**GIVEN REQUEST:**
Determine how many lines of the records below contain the word "noun". Reply with that number alone.

**ROWS:**
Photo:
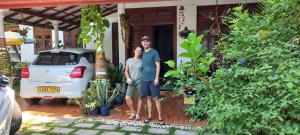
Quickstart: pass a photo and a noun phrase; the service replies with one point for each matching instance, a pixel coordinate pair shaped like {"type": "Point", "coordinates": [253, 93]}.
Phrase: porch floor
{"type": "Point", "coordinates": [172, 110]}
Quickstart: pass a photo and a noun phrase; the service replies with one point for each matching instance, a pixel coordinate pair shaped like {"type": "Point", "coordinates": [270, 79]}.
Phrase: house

* * *

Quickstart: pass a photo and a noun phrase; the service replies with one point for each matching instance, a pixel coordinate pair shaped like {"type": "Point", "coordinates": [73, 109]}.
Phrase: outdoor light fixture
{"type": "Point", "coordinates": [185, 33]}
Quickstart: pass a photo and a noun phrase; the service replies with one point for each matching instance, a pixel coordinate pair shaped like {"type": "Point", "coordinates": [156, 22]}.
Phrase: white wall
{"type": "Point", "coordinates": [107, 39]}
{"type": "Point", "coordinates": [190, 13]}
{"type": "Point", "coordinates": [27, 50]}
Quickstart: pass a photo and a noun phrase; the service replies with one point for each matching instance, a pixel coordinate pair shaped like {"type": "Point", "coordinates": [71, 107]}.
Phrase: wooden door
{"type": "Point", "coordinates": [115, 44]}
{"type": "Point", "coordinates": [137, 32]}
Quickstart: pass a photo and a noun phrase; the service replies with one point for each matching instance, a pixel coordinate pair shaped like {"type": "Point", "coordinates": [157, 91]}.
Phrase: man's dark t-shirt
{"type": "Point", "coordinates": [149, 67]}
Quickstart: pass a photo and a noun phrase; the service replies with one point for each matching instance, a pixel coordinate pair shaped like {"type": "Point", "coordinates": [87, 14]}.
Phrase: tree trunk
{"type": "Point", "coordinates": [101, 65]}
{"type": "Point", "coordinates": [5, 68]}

**OUTPUT BELOW:**
7